→ **EXERCISE AIM**
Copy the whole listing below word for word, keeping every line in its original order.

→ **Point-based annotation data**

------

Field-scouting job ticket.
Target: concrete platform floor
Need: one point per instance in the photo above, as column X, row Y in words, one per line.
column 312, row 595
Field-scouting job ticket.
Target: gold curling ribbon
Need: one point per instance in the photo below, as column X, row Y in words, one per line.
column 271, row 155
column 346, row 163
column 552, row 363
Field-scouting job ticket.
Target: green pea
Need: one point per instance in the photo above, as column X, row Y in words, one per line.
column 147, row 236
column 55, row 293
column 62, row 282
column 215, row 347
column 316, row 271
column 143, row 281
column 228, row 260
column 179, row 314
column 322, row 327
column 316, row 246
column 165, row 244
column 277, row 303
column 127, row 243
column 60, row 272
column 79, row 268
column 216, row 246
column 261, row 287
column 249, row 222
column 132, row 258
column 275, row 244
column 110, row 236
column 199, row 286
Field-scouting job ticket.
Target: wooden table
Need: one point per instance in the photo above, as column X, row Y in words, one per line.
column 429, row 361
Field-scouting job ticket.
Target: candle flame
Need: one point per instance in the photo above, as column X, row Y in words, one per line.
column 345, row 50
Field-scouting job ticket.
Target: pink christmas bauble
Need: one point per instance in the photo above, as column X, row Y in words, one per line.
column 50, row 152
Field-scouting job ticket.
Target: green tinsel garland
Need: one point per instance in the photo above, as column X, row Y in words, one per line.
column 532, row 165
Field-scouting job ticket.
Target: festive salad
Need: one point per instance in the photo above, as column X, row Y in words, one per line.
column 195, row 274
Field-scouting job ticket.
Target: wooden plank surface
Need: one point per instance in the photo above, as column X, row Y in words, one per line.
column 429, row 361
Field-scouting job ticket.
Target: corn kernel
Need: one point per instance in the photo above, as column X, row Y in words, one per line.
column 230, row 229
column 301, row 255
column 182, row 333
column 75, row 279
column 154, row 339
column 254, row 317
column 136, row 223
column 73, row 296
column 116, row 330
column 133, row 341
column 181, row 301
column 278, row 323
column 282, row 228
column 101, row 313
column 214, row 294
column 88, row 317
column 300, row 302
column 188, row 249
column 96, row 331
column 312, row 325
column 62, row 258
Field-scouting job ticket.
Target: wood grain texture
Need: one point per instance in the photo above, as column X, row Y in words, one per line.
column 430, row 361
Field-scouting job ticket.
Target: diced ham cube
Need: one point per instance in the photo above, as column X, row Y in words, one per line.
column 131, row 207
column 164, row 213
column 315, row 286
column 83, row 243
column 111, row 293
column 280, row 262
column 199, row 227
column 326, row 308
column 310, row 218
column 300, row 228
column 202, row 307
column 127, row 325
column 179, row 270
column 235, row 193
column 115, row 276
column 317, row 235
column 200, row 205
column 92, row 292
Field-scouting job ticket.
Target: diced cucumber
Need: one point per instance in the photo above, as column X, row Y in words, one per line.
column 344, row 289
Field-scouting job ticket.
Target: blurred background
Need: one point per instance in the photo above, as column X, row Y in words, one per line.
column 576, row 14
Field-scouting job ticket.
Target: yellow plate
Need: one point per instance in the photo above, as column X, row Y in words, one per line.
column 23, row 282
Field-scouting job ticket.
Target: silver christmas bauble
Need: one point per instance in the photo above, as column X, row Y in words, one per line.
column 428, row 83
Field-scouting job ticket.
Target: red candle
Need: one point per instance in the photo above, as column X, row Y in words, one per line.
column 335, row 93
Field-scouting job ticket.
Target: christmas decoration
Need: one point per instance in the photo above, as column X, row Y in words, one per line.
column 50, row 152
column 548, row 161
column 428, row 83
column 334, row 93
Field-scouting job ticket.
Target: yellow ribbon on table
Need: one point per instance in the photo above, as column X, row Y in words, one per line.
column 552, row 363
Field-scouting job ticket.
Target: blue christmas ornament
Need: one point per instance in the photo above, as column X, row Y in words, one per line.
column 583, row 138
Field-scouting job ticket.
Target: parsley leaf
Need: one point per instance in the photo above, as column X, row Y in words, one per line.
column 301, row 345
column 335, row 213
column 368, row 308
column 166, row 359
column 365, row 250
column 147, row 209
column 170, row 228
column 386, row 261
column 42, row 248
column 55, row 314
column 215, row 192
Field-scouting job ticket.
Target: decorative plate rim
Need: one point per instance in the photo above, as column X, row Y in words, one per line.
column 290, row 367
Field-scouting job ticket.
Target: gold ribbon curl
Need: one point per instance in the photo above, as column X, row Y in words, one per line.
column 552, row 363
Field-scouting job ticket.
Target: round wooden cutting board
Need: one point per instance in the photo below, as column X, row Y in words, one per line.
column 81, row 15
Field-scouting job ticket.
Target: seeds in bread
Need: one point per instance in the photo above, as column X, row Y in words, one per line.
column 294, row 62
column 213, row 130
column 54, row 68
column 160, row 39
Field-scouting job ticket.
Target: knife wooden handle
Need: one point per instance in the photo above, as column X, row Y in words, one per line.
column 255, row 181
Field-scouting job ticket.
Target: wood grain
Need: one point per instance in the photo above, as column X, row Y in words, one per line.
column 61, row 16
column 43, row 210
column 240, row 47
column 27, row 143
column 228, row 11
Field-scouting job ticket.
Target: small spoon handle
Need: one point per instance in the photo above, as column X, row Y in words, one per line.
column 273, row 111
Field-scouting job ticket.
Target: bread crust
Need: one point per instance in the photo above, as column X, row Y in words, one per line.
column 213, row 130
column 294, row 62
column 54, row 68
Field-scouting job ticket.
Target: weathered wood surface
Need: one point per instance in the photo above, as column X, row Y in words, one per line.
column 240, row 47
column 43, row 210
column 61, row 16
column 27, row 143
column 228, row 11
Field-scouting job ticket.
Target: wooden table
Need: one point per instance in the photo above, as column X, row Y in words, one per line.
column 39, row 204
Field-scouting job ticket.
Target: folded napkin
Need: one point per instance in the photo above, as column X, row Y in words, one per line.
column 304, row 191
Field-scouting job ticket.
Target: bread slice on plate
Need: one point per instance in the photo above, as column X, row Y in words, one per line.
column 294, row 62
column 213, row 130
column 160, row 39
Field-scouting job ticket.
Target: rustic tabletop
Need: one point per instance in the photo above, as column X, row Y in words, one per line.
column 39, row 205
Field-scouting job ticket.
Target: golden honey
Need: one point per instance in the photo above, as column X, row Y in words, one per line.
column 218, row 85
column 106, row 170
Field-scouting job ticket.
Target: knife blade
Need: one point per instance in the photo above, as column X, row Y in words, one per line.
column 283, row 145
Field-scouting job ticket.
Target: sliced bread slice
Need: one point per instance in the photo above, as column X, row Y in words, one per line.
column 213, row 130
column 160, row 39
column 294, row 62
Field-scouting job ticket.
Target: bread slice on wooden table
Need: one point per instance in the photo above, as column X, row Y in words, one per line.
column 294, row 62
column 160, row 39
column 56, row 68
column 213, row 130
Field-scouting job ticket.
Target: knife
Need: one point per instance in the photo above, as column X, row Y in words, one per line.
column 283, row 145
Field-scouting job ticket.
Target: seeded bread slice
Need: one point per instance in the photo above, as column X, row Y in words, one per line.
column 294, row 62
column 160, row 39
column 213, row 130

------

→ **RESPONSE TO THE TASK**
Field-scouting job ticket.
Target: concrete platform floor
Need: one point per instance in the photo above, as column X, row Y in words, one per line.
column 312, row 595
Field-scouting job ticket.
Target: gold curling ribbon
Need: one point per instance in the photo below, as column X, row Y in words, one per line.
column 271, row 155
column 346, row 163
column 552, row 363
Field-scouting job ticket.
Target: green pea
Need: one point per instance in the photo above, as column X, row Y in words, one per line.
column 147, row 236
column 55, row 293
column 62, row 282
column 215, row 347
column 316, row 271
column 143, row 281
column 228, row 260
column 179, row 314
column 322, row 327
column 316, row 246
column 165, row 244
column 277, row 303
column 127, row 243
column 60, row 272
column 79, row 268
column 216, row 246
column 261, row 287
column 249, row 222
column 132, row 258
column 275, row 244
column 110, row 236
column 199, row 286
Field-scouting job ticket.
Target: wooden table
Need: one point per instance in the photo above, as column X, row Y in words, one per line.
column 429, row 361
Field-scouting job ticket.
Target: candle flame
Need: one point per instance in the photo above, as column X, row Y in words, one per line.
column 345, row 50
Field-scouting job ticket.
Target: pink christmas bauble
Need: one point per instance in the photo above, as column X, row Y in words, one per line.
column 50, row 152
Field-scouting job ticket.
Target: green tinsel garland
Need: one point per instance in the photo above, as column X, row Y in words, one per line.
column 532, row 165
Field-scouting job ticket.
Target: festive salad
Need: one point per instance in the photo above, as column X, row Y in words, one per line.
column 195, row 274
Field-scouting job ticket.
Target: wooden plank surface
Need: one point per instance in the photo above, as column X, row Y in words, one per line.
column 429, row 361
Field-scouting job ticket.
Target: corn kernel
Need: one point per instance in the photo above, as column X, row Y in words, one per line.
column 230, row 229
column 301, row 255
column 182, row 333
column 75, row 279
column 154, row 339
column 254, row 317
column 136, row 223
column 73, row 296
column 116, row 330
column 133, row 341
column 181, row 301
column 278, row 323
column 282, row 228
column 101, row 313
column 214, row 294
column 88, row 317
column 300, row 302
column 188, row 249
column 96, row 331
column 312, row 325
column 62, row 258
Field-scouting job ticket.
Target: wood grain texture
Need: one point per instance in the photo above, as column X, row Y in words, one per line.
column 430, row 361
Field-scouting job ticket.
Target: diced ham cube
Need: one point per instance in the photo above, as column X, row Y in words, one per line.
column 131, row 207
column 164, row 213
column 315, row 286
column 83, row 243
column 111, row 293
column 280, row 262
column 199, row 227
column 326, row 308
column 310, row 218
column 300, row 228
column 202, row 307
column 127, row 325
column 179, row 270
column 235, row 193
column 115, row 276
column 317, row 235
column 200, row 205
column 92, row 292
Field-scouting job ticket.
Target: diced cucumber
Need: one point per instance in the photo above, as column X, row Y in words, one per line.
column 344, row 289
Field-scouting job ticket.
Target: blurred background
Need: one point per instance in the photo above, as column X, row Y in words, one per line.
column 576, row 14
Field-scouting job ticket.
Target: yellow plate
Need: one point per instance in the photo above, as column X, row Y in words, one per line.
column 23, row 282
Field-scouting job ticket.
Target: silver christmas bauble
Need: one point per instance in the photo above, as column X, row Y in words, one per line.
column 428, row 83
Field-scouting job ticket.
Target: red candle
Need: one point per instance in the photo above, as column X, row Y in words, one per line.
column 335, row 93
Field-scouting job ticket.
Target: christmas decoration
Need: one point per instance in the photo above, as column X, row Y in words, one per line.
column 50, row 152
column 548, row 161
column 428, row 83
column 334, row 93
Field-scouting job ticket.
Target: yellow ribbon on table
Need: one point per instance in the photo above, as column X, row Y in words, one per line.
column 552, row 363
Field-scouting job ticket.
Target: blue christmas ornament
Need: one point per instance in the photo above, as column X, row Y in words, one per line.
column 583, row 138
Field-scouting job ticket.
Target: parsley leaf
Need: one point per instance in the photo above, as column X, row Y in words, one per line.
column 301, row 345
column 335, row 213
column 368, row 308
column 166, row 359
column 365, row 250
column 147, row 209
column 170, row 228
column 386, row 261
column 42, row 248
column 55, row 314
column 215, row 192
Field-scouting job ticket.
Target: decorative plate rim
Need: one point per instance in the photo above, as column X, row Y in words, one per line.
column 290, row 367
Field-scouting job ticket.
Target: gold ribbon curl
Need: one point per instance in the photo above, as column X, row Y in words, one per line.
column 552, row 363
Field-scouting job ticket.
Target: round wooden cutting board
Need: one point per instance in the photo below, as column X, row Y in words, one per line.
column 81, row 15
Field-scouting job ticket.
Target: seeds in bread
Need: one point per instance in the photo above, as column X, row Y in words, one per line.
column 294, row 62
column 213, row 130
column 54, row 68
column 160, row 39
Field-scouting job ticket.
Target: knife wooden handle
Need: one point per instance in the photo above, as column X, row Y in words, one per line.
column 255, row 181
Field-scouting job ticket.
Target: wood grain
Need: one point per instance in the photo above, as column X, row Y in words, one per line.
column 61, row 16
column 43, row 210
column 240, row 47
column 27, row 143
column 228, row 11
Field-scouting job ticket.
Target: small spoon handle
Need: one point per instance in the photo above, as column X, row Y in words, one per line.
column 273, row 111
Field-scouting job ticket.
Target: bread crust
Need: one point per instance in the photo above, as column X, row Y in words, one per line.
column 213, row 130
column 294, row 62
column 54, row 68
Field-scouting job ticket.
Target: weathered wood surface
Need: one point per instance in the photo above, as column X, row Y in words, one per line.
column 240, row 47
column 43, row 210
column 61, row 16
column 27, row 143
column 228, row 11
Field-scouting job ticket.
Target: wooden table
Need: one point per instance in the photo above, as column X, row Y in words, one per line.
column 39, row 204
Field-scouting job ticket.
Target: folded napkin
Need: one point per instance in the photo above, as column X, row Y in words, one per line.
column 304, row 191
Field-scouting job ticket.
Target: bread slice on plate
Need: one point per instance in the photo above, as column X, row Y in words, one per line.
column 294, row 62
column 213, row 130
column 160, row 39
Field-scouting job ticket.
Target: rustic tabletop
Need: one point per instance in the photo above, as column X, row Y in words, one per line.
column 39, row 205
Field-scouting job ticket.
Target: golden honey
Need: one point per instance in the photo above, as column X, row Y in words, one per line.
column 218, row 85
column 106, row 170
Field-scouting job ticket.
Target: knife blade
Need: one point per instance in the photo above, as column X, row Y in words, one per line.
column 283, row 145
Field-scouting job ticket.
Target: sliced bread slice
Need: one point per instance in the photo above, as column X, row Y in words, one per line.
column 213, row 130
column 160, row 39
column 294, row 62
Field-scouting job ticket.
Target: bread slice on wooden table
Need: one point per instance in the photo above, as column X, row Y in words, one per line.
column 294, row 62
column 160, row 39
column 56, row 68
column 213, row 130
Field-scouting job ticket.
Target: knife
Need: one point per instance in the photo above, as column X, row Y in words, one per line.
column 283, row 145
Field-scouting job ticket.
Target: seeded bread slice
Need: one point per instance in the photo above, as column X, row Y in words, one per line.
column 294, row 62
column 160, row 39
column 213, row 130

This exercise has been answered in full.